** Short problem **
Write out, unchanged, the stretch of the listing below from the line containing "Please indicate the vaulted" through the end of the listing.

[Data lines]
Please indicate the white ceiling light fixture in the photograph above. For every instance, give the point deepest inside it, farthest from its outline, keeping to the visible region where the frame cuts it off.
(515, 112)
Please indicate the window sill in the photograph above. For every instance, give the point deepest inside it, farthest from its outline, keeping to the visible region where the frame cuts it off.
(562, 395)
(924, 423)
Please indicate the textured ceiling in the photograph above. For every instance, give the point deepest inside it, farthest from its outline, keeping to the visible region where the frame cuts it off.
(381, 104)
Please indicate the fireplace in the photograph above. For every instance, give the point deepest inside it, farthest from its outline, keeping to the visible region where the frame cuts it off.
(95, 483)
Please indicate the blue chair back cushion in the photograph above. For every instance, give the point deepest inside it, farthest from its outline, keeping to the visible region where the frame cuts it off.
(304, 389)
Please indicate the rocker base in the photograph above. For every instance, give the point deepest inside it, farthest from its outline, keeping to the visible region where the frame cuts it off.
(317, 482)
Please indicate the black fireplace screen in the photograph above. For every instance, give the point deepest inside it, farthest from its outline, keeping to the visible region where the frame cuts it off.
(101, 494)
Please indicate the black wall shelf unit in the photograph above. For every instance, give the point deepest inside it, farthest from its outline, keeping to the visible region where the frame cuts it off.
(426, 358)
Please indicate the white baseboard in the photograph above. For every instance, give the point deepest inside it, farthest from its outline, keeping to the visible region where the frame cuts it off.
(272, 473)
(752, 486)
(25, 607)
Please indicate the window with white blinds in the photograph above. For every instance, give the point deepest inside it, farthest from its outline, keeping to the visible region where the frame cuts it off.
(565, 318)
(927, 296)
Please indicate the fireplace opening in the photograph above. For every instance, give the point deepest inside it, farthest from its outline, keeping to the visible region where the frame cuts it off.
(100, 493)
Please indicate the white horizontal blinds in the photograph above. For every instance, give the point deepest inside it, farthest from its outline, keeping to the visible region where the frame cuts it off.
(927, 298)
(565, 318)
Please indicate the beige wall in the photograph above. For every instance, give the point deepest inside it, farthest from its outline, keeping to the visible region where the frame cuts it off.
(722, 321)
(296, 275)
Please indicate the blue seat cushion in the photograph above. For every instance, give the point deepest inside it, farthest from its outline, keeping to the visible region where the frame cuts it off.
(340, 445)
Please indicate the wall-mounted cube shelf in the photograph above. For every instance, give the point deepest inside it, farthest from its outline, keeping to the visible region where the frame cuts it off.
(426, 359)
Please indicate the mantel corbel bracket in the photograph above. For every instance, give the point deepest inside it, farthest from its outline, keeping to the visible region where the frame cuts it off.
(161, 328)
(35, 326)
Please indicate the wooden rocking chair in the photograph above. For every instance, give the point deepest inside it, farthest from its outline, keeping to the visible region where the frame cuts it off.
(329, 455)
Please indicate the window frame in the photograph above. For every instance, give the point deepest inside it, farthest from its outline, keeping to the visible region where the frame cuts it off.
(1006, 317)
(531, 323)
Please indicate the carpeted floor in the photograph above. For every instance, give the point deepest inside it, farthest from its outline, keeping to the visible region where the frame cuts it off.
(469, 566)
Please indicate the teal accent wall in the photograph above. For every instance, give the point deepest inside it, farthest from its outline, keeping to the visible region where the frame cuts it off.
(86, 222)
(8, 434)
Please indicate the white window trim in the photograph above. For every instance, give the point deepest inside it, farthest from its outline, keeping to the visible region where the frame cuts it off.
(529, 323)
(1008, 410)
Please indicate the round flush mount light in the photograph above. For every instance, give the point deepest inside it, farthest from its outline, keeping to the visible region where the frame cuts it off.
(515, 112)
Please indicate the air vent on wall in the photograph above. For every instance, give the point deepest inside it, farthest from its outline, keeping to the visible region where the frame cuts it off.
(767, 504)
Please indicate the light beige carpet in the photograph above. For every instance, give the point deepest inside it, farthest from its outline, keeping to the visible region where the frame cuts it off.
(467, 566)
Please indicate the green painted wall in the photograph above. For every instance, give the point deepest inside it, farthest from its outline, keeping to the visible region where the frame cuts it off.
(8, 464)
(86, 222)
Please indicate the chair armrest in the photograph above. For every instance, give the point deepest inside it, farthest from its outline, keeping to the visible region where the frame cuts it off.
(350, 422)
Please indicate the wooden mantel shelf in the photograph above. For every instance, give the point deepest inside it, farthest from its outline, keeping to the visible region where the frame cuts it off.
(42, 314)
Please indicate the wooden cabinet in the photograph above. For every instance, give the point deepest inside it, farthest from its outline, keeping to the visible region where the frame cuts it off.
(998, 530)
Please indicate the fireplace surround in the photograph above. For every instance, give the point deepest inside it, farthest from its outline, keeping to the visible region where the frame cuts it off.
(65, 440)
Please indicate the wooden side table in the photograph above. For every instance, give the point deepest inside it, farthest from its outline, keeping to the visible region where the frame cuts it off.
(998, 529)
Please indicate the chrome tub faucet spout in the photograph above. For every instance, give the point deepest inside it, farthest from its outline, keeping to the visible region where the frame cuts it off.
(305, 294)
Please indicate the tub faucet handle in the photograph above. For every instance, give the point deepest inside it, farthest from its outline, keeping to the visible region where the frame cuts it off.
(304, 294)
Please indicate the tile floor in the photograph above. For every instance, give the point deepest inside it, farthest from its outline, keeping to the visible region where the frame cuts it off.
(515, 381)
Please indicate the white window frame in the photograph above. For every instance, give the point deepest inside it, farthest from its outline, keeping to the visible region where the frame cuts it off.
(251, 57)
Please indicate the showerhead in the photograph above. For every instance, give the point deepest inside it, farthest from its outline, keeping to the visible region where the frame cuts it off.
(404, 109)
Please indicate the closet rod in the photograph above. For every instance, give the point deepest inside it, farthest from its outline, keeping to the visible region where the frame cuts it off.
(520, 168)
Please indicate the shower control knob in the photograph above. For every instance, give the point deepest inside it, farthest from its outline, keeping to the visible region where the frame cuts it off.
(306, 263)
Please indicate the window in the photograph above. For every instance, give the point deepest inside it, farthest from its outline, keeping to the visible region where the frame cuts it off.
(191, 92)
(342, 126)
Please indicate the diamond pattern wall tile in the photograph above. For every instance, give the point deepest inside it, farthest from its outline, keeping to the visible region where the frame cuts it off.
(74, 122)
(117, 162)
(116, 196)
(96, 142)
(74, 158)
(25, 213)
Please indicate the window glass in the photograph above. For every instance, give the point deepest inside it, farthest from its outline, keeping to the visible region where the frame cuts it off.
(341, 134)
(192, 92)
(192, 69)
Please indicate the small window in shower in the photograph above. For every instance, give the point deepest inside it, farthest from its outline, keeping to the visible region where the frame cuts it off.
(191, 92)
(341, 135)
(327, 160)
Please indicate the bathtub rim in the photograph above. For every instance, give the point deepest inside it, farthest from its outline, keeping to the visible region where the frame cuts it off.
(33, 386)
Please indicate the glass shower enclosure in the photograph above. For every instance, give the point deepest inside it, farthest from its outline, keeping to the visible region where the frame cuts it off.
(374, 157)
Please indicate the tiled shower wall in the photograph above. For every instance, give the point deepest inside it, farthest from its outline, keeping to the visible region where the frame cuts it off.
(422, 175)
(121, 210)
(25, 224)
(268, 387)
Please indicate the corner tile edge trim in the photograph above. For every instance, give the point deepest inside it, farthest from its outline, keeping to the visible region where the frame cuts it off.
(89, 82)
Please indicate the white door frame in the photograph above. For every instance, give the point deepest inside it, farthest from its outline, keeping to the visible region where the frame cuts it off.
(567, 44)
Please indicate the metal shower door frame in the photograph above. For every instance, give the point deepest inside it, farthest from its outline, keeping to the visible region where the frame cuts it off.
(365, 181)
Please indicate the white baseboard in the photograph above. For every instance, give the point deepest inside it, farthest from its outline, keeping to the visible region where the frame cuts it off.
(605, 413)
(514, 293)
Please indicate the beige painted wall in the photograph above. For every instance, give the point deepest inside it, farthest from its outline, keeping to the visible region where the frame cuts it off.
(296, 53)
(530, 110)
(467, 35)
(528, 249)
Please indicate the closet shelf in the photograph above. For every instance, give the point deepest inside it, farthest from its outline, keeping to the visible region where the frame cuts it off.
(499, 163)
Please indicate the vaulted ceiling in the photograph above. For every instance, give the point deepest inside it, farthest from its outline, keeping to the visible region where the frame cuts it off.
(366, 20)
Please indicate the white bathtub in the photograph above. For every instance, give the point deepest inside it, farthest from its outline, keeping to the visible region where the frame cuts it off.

** Output below **
Please indicate the vaulted ceiling in the photograph above. For every instance, give the point deepest inside it, farthest from its outline, keeping to the visible region where the frame cuts it off.
(366, 20)
Please indicate the white bathtub in the photograph above. For every instance, give the point deepest inside it, farthest from its outline, keeping to the visible region where the frame cuts it off.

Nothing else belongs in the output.